Rewrite the rows below, replacing "put one dot on" with "place a single point on" wherever it appears and leaving everything else unchanged. Omit the pictures from your version.

====== Records provided ======

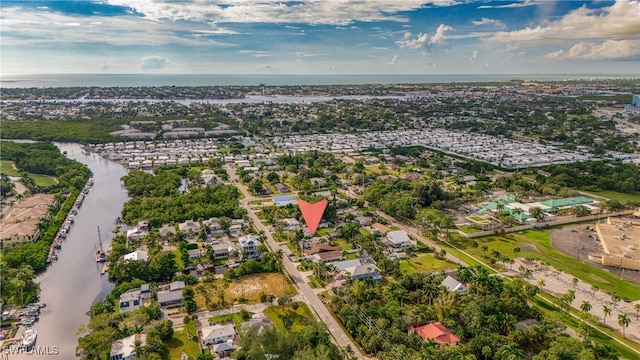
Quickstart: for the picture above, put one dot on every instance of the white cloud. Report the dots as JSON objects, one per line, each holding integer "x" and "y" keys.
{"x": 617, "y": 21}
{"x": 153, "y": 62}
{"x": 255, "y": 53}
{"x": 337, "y": 12}
{"x": 512, "y": 5}
{"x": 423, "y": 41}
{"x": 610, "y": 49}
{"x": 489, "y": 22}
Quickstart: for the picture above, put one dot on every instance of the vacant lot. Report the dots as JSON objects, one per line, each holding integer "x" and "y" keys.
{"x": 248, "y": 287}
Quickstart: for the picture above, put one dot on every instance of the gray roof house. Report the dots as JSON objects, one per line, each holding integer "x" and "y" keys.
{"x": 125, "y": 349}
{"x": 453, "y": 285}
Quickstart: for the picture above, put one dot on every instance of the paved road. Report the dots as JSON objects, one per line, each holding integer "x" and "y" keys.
{"x": 304, "y": 290}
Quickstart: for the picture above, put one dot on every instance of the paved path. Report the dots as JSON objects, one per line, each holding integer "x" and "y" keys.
{"x": 305, "y": 293}
{"x": 558, "y": 282}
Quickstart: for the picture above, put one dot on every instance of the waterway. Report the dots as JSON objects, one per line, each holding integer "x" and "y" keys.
{"x": 73, "y": 283}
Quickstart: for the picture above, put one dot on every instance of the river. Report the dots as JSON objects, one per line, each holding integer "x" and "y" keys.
{"x": 73, "y": 283}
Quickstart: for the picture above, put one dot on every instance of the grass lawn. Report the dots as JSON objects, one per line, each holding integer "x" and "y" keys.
{"x": 344, "y": 245}
{"x": 614, "y": 195}
{"x": 425, "y": 263}
{"x": 301, "y": 317}
{"x": 249, "y": 287}
{"x": 537, "y": 244}
{"x": 236, "y": 317}
{"x": 598, "y": 336}
{"x": 324, "y": 231}
{"x": 6, "y": 167}
{"x": 468, "y": 229}
{"x": 180, "y": 342}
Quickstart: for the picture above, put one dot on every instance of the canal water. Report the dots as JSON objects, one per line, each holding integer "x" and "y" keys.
{"x": 73, "y": 283}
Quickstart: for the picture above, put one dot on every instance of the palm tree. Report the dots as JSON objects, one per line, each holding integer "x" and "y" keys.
{"x": 623, "y": 320}
{"x": 541, "y": 283}
{"x": 606, "y": 311}
{"x": 516, "y": 251}
{"x": 615, "y": 298}
{"x": 484, "y": 250}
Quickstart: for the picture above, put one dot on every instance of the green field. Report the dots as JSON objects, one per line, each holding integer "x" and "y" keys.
{"x": 537, "y": 244}
{"x": 7, "y": 168}
{"x": 614, "y": 195}
{"x": 180, "y": 342}
{"x": 301, "y": 317}
{"x": 43, "y": 180}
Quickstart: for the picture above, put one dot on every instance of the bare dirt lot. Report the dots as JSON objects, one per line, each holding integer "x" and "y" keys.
{"x": 575, "y": 240}
{"x": 21, "y": 219}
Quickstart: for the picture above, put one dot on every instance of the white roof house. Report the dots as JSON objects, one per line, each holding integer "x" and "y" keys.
{"x": 399, "y": 239}
{"x": 453, "y": 285}
{"x": 217, "y": 334}
{"x": 125, "y": 349}
{"x": 141, "y": 255}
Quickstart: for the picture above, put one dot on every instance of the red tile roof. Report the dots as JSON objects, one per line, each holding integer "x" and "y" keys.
{"x": 436, "y": 332}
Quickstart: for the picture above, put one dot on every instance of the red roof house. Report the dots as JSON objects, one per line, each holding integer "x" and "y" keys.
{"x": 436, "y": 332}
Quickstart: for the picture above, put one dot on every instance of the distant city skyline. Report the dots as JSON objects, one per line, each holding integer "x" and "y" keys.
{"x": 320, "y": 37}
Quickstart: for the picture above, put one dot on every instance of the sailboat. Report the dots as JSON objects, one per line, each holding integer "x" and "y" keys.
{"x": 101, "y": 256}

======

## Output
Quickstart: for the picture above, place a single point on every instance of the white cloud. Report the dots as JSON objects, one per line, each holding integer "x" and "y" keys.
{"x": 617, "y": 21}
{"x": 153, "y": 62}
{"x": 255, "y": 53}
{"x": 337, "y": 12}
{"x": 512, "y": 5}
{"x": 423, "y": 41}
{"x": 610, "y": 49}
{"x": 489, "y": 22}
Quickstart: for the picture above, place a single point on every instance of the vacant lot. Report the dots as JSON objects, one per line, each holding integer "x" and "y" keys.
{"x": 248, "y": 287}
Quickstart: for the picture above, place a single point on every instance of the gray roof house. Report the dots as JSON objects, one per line, each holding integer "x" and "y" keys.
{"x": 125, "y": 349}
{"x": 453, "y": 285}
Quickstart: for the picture above, place a single point on every instance of the paved road. Report the dots as JSON objects, one per line, each holding integer "x" and "y" keys.
{"x": 304, "y": 290}
Quickstart: for the picture above, place a single point on every instance of the paved path. Report the dots as JSON objects, one per line, each holding integer "x" and "y" keys.
{"x": 305, "y": 293}
{"x": 558, "y": 282}
Quickstart: for the picture above, place a single point on every instance of the waterway. Report the dots as JSON objects, one per line, each holding integer "x" and "y" keys.
{"x": 73, "y": 283}
Quickstart: for the picture above, place a single point on every instance of the river. Report the dots as JSON objects, one per line, each holding integer "x" and "y" keys.
{"x": 73, "y": 283}
Quickstart: for the picture above, place a single point on every instance of the grass lawn. Report the dots as JSON objects, one per line, each holding integer "x" and "y" keys.
{"x": 344, "y": 245}
{"x": 614, "y": 195}
{"x": 425, "y": 263}
{"x": 301, "y": 317}
{"x": 249, "y": 287}
{"x": 537, "y": 244}
{"x": 236, "y": 317}
{"x": 598, "y": 336}
{"x": 324, "y": 231}
{"x": 6, "y": 167}
{"x": 468, "y": 229}
{"x": 180, "y": 342}
Quickstart: for the picture above, place a single point on every instance of the canal water. Report the dots as JSON objects, one per line, each holding integer "x" and "y" keys.
{"x": 73, "y": 283}
Quickstart: for the picture above, place a single point on every instance of the palm tree. Report the dots as JSON objects, one per line, each holding integer "x" and "y" keys.
{"x": 623, "y": 320}
{"x": 541, "y": 283}
{"x": 606, "y": 311}
{"x": 516, "y": 251}
{"x": 615, "y": 298}
{"x": 484, "y": 250}
Quickstart: for the picture above, place a single point on every instance of the green field. Report the dots as JSON objects, one per line, each holding integer "x" and "y" keys.
{"x": 537, "y": 244}
{"x": 7, "y": 168}
{"x": 614, "y": 195}
{"x": 180, "y": 342}
{"x": 301, "y": 317}
{"x": 43, "y": 180}
Quickstart: for the picture above, place a single point on every instance of the bare dirt lot. Report the dots as JSON objects, one per line, each holding integer "x" and "y" keys.
{"x": 575, "y": 240}
{"x": 21, "y": 219}
Quickstart: for the picture above, place a single point on every instance of the white roof house. Report the dots as JSON objects, one per line, each holding integer "x" and "y" keys.
{"x": 399, "y": 239}
{"x": 453, "y": 285}
{"x": 217, "y": 334}
{"x": 125, "y": 349}
{"x": 141, "y": 255}
Quickstart: for the picture above, place a single point on every instance of the red tile roof. Report the dots as JSON objects, one per line, each holding integer "x" and "y" keys.
{"x": 436, "y": 332}
Quickstart: for the picture above, place a single point on every instance of the red roof house. Report the dots as JSON objects, one per line, each holding integer "x" and "y" keys.
{"x": 436, "y": 332}
Quickstart: for the picture above, place a single point on every instance of the distant city skyline. Report the dots as JSON objects, one per line, each holding integer "x" and "y" keys.
{"x": 320, "y": 37}
Quickstart: for the picture above, place a single point on every instance of the sailboat. Report the dots as JSON objects, one per line, each holding integer "x" and "y" keys.
{"x": 101, "y": 256}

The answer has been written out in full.